SOURCE EXTRACT:
####################

In addition, Eldorado issued a warrant to purchase 250,000 shares to Mills at an
exercise price of $11.00 per share.


     On May 19, 1998, Eldorado registered 875,000 shares of common stock
pursuant to the 1997 stock option plan. The plan provides for the grant of stock
options to employees, directors and consultants. As of September 30, 2000,
558,000 options were outstanding, of which 237,100 are fully vested. All of the
options were granted at an option price representing 100% of the fair market
value on the date of the grant as determined by the Board of Directors. Options
will terminate no later than the expiration of ten years from the date of grant,
subject to earlier termination due to termination of service.


                                       17
<PAGE>   18


  IMPACT OF RECENTLY ISSUED ACCOUNTING PRONOUNCEMENTS



     SFAS No. 133 Accounting for Derivative Instruments and Hedging Activities
requires companies to record derivatives on the balance sheet as assets or
liabilities, measured at fair value. Gains or losses resulting from changes in
the values of those derivatives are accounted for depending on the use of the
derivative and whether it qualifies for hedge accounting. The key criterion for
hedge accounting is that the hedging relationship must be highly effective in
achieving offsetting changes in fair value or cash flows. SFAS No. 133 is
effective for fiscal years beginning after June 15, 2000. Management believes
that the adoption of SFAS No. 133 will have no material effect on its financial
statements.



     In March 2000, the FASB issued FASB Interpretation No. 44, Accounting for
Certain Transactions Involving Stock Compensation (FIN 44), which was effective
July 1, 2000, except that certain conclusions in this interpretation which cover
specific events that occur after either December 15, 1998 or January 12, 2000
are recognized on a prospective basis from July 1, 2000. This interpretation
clarifies the application of APB Opinion 25 for certain issues related to stock
issued to employees. Eldorado believes its existing stock based compensation
policies and procedures are in compliance with FIN 44 and therefore, the
adoption of FIN 44 had no material impact on Eldorado's financial condition,
results of operations or cash flows.



     In December 1999, the Securities and Exchange Commission issued Staff
Accounting Bulletin (SAB) 101 which provides guidance on applying generally
accepted accounting principles to selected revenue recognition issues.
Management believes that Eldorado's revenue recognition policies are in
accordance with SAB 101.


                                       18
<PAGE>   19

                           ELDORADO AND ITS BUSINESS

     Eldorado bottles, markets and distributes non-sparkling natural spring
water to regional and national customers. Eldorado and the spring are located at
the base of a six hundred foot deep canyon in Eldorado Springs, Colorado. The
history of Eldorado Springs dates back generations. The property was developed
in 1905 as a Colorado resort that attracted famous guests from across the
country.

     The artesian springs which are located on Eldorado's property flow from a
unique geologic source. The source of Eldorado's water is rain and snow which
has fallen on the Continental Divide in the Rocky Mountains and which then
passes through multiple geologic formations and aquifers before finally reaching
the surface at Eldorado. Due to this circulation process, the resulting spring
water is renowned as being from a pure, natural artesian spring.

####################

GIVEN INFORMATION:
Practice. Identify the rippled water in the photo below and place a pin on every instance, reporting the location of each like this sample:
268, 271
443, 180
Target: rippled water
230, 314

####################

WHAT YOU HAVE TO DO: Carry on the Eldorado filing extract from its last sentence. The records were drawn from a separate source.

ANSWER:
     In 1983, Messrs. Larson, Sipple and Martin bought the Eldorado Springs
property from the founders of the resort. Eldorado operated as a private company
until 1986 when it merged with Lexington Funding, Inc. Currently, Eldorado has
focused on developing and expanding the business of bottling Eldorado Spring
water. Eldorado bottles the water in PET bottles and 3 and 5 gallon bottles.
Eldorado has expanded the business by focusing its marketing efforts on the 3
and 5 gallon delivery business. As this business has grown and gained in
profitability, management has had the chance to introduce the PET bottles to
grocery retailers.

     Eldorado has met all FDA requirements for the labeling of its water as a
natural spring water. Natural signifies that the chemical composition and
mineral content of the bottled water are the same as those at the source. This
contrasts with purified water, from which certain chemicals and minerals are
removed by filtration.

     Eldorado's goal is to become a leading provider of premium quality bottled
water. Eldorado's strategy includes:

     - increasing sales to existing customers;

     - broadening its current customer base;

     - expanding its product line;

     - establishing distributor relationships;

     - establishing strategic distribution alliances with other beverage
       companies.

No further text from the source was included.